_WHAT YOU ARE ASKED TO DO_
Please copy the part of the Fall 2024 workshop listing from "The internet will" up to and including "etc.) stop by.", word for word.

_PAGE EXTRACT_
Fall 2024
Effective Reading in Graduate School | Thursday, 9/5/24, 11:00am PT | Register here
The type and amount of reading that you are assigned in graduate school can seem daunting. Many students also worry that they will struggle to keep up because of the way that they read: “I read slowly,” “I zone out,” “I have a hard time remembering what I’ve read.” If this sounds like you, stop by. This workshop will detail specific, repeatable strategies for getting more out of your reading in graduate school without suggesting that you learn how to speed read. (Especially helpful for new students or students getting ready to prep for qualifying exams)
Everything** You Need to Know About APA Formatting and Guidelines [**more or less] | Thursday, 9/12/24, 11:00am PT | Register here
If you’ve never seen a physical copy of the Publication Manual of the American Psychological Association, it is 427 pages (including the index) covering everything from the principles of scholarly writing and publishing to the way that citations and references should be handled for dozens of different source-types. That’s a lot to remember for everything that you write. But not every professor you work with will care equally about all parts of the APA manual. Some professors just use “APA style” as a kind of shorthand for the things they really care about. This workshop will cover (what I consider to be) the major issues that graduate students writing papers for coursework should consider: citations and references, conciseness and clarity, general formatting, and style.
Depending on your quals committee, you may not know the questions that you’ll be asked on your qualifying exam before you actually take it. Or maybe you will know what questions you’ll have to choose from, but you won’t have any hand in designing them. Or maybe you will be working closely with your advisor to determine the questions you will be asked. No matter the situation you’re in, though, it can be helpful to brainstorm probable quals questions. You can use them to organize your reading; you can use them for practice exams; you can even use them to gently nudge your committee members into asking about specific things. This workshop will examine some generic types of quals questions to give you a framework for designing your own and will cover strategies for organizing your quals prep to make the process fruitful and sustainable.
Developing a research question, like every other aspect of a research project—working with sources, the interpretation of data, the writing, the editing—takes work, and is a skill that you can practice, refine, and personalize. This workshop will provide a short primer on how to come up with a workable research question, as well as tools to help you further refine your research question so that it better connects to ongoing conversations within your field.
Literature reviews are among the most challenging writing tasks that graduate students have to complete. They are also among the most common. In both academic and professional settings, critically evaluating a body of prior analytical work is something that writers need to do to contextualize their own research and make space for their intended contributions. This workshop will lead students through repeatable steps for scaffolding a literature review from the initial organization of sources to the development of an argumentative thesis about the state of existing scholarship.
The internet will surely be the end of us all, but while it's around you should get good at using it for research. If you ever have trouble finding resources for your papers (navigating results on the library website, getting too much garbage, not finding enough sources, figuring out whether a source is reliable or not, etc.) stop by.
In a previous life, I was the assistant editor for the Journal of the American Academy of Religion. My title was inflated, but I still got enough out of it to learn you something about what happens when you submit an article to a scholarly publication. If you want a better picture of the process of academic review, or if you have specific questions about how journals work, come visit.

_EXTRACTED DATA_
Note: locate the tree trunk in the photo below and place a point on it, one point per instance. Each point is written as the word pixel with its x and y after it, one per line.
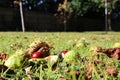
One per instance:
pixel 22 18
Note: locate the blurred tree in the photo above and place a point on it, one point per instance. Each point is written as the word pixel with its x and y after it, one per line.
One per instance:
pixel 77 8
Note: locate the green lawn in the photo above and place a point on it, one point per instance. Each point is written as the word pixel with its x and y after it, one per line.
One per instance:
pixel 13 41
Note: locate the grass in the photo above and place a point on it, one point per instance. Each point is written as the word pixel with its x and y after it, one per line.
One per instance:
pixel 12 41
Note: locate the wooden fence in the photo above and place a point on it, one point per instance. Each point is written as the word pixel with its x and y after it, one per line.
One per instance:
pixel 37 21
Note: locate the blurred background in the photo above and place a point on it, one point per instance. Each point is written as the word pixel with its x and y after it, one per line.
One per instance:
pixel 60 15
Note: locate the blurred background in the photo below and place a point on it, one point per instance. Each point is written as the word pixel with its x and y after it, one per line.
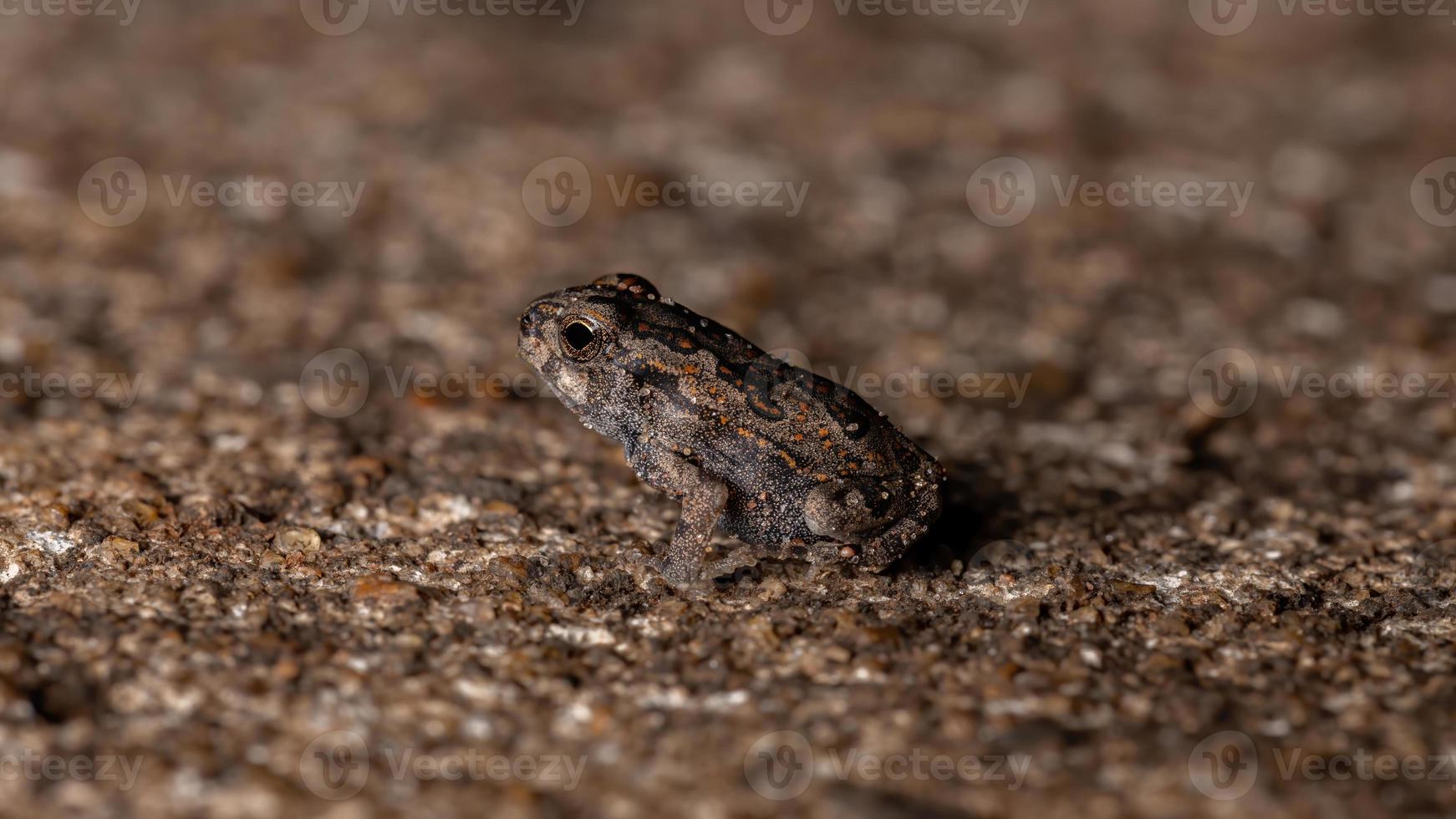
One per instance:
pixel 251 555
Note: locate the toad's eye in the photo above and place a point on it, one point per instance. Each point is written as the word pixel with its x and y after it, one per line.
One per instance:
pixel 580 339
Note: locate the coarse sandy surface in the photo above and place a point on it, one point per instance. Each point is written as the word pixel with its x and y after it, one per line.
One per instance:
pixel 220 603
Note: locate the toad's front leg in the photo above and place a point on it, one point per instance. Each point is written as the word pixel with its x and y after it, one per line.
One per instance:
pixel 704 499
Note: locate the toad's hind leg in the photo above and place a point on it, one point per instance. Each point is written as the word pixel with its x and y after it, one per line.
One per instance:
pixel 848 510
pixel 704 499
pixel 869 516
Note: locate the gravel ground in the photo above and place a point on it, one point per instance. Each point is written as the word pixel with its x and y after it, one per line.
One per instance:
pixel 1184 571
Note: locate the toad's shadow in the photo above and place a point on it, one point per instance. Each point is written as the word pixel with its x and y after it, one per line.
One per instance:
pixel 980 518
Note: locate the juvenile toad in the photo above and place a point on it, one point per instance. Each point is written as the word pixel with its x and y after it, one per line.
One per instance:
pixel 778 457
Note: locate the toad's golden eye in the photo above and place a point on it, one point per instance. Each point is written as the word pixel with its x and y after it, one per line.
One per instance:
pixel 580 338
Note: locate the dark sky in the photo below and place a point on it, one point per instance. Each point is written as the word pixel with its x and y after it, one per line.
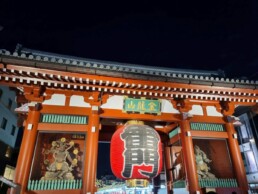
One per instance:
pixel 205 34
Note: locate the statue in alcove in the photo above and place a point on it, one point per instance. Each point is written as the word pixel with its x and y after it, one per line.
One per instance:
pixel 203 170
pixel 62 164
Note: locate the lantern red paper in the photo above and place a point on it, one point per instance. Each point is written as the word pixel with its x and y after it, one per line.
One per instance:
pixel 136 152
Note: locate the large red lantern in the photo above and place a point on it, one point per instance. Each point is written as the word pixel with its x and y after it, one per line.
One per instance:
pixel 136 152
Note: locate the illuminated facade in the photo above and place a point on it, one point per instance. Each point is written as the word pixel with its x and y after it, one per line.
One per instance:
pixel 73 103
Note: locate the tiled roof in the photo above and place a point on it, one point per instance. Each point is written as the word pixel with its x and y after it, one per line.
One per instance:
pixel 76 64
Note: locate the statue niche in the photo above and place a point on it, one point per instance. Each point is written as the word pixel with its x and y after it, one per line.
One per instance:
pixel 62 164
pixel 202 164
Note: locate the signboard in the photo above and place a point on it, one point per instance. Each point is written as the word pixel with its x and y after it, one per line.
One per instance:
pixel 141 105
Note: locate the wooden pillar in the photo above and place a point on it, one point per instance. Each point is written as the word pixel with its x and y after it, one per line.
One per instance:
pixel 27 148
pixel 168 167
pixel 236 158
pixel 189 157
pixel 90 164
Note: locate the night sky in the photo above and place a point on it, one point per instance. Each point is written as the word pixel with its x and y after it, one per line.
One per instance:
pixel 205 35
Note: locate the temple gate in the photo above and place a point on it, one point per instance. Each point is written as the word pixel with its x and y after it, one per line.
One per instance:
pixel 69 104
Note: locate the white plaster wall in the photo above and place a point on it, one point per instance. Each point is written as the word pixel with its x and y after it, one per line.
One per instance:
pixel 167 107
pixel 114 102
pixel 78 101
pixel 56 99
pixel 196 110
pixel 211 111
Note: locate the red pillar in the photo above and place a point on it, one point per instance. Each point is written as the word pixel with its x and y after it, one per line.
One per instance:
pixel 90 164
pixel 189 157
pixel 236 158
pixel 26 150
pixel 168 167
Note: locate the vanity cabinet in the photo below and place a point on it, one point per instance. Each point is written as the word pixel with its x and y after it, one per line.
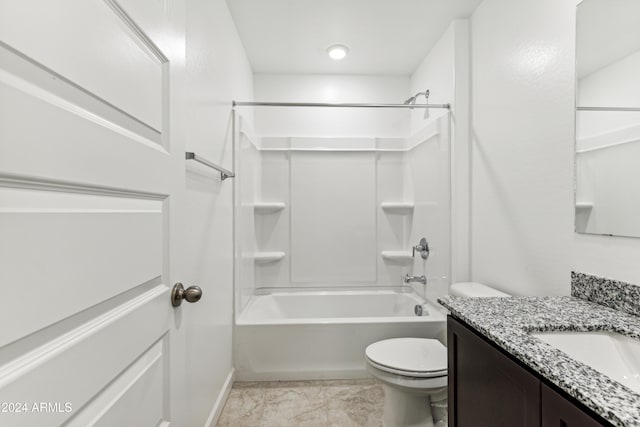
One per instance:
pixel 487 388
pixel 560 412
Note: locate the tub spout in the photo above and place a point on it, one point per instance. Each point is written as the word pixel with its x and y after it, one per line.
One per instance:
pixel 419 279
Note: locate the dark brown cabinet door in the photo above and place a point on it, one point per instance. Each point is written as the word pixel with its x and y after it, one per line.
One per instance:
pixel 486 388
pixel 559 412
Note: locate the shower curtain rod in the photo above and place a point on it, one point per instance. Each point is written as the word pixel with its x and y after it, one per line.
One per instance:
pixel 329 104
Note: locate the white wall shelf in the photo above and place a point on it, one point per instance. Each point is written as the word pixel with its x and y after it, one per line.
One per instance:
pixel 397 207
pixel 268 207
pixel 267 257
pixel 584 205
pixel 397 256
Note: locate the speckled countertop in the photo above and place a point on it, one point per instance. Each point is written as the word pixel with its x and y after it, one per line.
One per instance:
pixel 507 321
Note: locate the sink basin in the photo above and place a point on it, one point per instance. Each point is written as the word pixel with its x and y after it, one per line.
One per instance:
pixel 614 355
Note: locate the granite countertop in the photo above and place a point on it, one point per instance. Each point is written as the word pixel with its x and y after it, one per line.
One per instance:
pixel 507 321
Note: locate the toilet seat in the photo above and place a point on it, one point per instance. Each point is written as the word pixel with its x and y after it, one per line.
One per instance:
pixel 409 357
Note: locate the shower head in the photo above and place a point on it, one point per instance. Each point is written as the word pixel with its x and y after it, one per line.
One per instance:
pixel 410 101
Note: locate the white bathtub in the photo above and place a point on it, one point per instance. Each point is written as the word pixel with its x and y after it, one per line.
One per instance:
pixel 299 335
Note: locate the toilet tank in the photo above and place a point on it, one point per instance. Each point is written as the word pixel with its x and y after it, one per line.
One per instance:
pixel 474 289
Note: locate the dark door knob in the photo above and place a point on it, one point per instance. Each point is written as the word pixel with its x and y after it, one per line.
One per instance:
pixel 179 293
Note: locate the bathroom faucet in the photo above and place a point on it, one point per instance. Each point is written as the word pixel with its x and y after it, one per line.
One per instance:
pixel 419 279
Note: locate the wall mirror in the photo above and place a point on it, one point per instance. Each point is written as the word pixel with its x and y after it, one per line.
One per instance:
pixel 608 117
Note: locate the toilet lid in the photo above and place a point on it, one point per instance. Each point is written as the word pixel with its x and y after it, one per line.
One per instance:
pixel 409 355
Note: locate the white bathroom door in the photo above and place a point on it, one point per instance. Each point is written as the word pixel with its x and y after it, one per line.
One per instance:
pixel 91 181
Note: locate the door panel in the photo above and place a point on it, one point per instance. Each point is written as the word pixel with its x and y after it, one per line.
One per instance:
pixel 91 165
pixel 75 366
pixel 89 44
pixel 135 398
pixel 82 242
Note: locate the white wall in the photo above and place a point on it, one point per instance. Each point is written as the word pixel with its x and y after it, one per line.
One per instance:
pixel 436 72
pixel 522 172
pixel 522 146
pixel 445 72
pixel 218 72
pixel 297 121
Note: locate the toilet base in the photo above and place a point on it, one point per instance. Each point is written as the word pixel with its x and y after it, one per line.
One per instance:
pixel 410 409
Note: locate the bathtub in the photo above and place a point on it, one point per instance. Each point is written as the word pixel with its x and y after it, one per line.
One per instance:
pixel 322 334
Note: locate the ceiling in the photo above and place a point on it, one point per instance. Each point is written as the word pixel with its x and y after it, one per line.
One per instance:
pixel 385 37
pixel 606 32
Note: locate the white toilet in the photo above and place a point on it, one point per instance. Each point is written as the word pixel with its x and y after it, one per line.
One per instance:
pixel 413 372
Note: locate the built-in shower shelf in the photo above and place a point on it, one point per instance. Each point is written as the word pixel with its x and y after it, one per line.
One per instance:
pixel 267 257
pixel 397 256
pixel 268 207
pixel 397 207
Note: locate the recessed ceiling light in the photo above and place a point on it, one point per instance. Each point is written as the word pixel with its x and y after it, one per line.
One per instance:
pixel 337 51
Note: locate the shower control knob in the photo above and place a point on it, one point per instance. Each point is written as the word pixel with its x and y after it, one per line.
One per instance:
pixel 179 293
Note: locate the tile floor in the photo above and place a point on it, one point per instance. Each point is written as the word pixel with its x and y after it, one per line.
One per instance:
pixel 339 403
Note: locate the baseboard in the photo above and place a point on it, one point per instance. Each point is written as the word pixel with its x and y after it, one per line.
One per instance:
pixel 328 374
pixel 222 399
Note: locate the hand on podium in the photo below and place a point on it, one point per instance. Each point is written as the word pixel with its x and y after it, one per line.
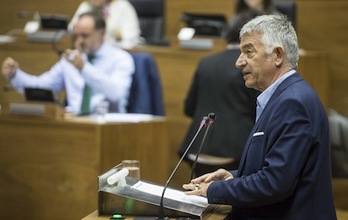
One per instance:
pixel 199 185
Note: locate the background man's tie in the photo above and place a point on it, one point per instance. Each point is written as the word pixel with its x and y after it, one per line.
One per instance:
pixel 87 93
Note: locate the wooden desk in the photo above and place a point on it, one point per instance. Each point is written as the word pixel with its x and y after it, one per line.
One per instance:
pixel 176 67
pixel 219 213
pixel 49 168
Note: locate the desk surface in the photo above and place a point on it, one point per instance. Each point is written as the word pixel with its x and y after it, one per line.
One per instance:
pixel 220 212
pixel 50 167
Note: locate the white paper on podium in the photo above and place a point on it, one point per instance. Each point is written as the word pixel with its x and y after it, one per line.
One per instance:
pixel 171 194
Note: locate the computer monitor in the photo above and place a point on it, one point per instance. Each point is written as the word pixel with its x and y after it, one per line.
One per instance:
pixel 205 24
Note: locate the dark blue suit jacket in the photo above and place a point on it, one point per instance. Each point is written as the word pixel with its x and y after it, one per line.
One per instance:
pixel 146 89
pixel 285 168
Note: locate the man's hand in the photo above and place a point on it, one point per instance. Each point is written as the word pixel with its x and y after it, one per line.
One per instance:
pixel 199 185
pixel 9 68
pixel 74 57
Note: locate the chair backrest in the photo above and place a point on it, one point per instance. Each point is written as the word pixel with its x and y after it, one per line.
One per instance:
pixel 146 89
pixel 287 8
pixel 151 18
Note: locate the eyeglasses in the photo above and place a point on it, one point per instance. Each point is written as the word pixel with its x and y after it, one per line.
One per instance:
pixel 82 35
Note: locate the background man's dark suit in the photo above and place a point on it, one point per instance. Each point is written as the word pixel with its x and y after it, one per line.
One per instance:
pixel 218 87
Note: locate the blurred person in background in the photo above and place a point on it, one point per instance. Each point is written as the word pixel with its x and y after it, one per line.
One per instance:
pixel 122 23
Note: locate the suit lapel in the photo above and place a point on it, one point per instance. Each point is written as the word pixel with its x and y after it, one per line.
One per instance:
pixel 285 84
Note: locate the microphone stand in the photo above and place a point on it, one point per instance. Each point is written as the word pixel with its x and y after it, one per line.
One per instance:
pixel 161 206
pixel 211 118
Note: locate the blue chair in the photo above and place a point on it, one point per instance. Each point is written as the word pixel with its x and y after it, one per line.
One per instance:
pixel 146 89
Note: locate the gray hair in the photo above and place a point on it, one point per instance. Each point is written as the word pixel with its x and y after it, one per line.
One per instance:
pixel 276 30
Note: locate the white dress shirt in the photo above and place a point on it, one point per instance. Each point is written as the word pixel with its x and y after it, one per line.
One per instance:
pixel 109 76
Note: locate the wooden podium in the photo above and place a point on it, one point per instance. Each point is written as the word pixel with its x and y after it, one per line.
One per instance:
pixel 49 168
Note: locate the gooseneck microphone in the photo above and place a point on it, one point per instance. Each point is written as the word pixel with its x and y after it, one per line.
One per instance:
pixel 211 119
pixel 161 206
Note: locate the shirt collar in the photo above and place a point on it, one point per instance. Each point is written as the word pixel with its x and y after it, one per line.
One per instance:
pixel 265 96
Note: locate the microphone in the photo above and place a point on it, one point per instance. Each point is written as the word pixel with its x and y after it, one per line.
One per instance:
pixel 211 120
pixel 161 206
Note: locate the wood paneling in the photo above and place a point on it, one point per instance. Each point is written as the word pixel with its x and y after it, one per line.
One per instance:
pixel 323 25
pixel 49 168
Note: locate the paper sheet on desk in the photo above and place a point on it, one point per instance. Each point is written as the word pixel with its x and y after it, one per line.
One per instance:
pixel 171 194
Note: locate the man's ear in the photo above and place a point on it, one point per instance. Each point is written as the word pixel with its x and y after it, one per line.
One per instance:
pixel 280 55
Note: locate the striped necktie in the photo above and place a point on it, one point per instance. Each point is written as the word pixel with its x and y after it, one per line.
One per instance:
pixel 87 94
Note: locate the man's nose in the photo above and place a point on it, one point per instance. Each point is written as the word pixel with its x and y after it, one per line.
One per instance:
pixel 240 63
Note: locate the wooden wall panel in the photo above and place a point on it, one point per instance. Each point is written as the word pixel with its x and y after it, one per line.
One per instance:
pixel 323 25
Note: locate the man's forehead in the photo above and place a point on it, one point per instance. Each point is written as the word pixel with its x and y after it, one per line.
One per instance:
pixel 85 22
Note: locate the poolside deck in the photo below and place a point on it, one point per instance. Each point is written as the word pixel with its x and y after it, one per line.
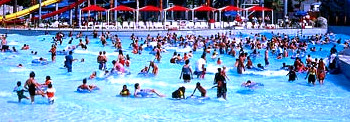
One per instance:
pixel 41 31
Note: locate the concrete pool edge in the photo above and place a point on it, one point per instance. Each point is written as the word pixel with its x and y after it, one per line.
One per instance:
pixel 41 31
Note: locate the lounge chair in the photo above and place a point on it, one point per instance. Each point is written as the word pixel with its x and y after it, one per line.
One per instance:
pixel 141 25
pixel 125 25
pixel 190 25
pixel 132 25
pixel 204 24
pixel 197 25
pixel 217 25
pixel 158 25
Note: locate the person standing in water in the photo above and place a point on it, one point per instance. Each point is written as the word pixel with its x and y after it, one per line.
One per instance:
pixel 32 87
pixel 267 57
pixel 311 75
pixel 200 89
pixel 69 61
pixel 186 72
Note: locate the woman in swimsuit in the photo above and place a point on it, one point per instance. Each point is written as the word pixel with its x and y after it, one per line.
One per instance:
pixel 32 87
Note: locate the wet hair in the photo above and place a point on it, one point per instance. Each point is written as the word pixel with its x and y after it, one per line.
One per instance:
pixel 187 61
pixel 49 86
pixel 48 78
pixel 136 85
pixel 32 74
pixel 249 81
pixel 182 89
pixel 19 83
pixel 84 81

_FULL OUTPUT_
The internet will surely be the end of us all, but while it's around you should get good at using it for research. If you ever have trouble finding resources for your papers (navigating results on the library website, getting too much garbage, not finding enough sources, figuring out whether a source is reliable or not, etc.) stop by.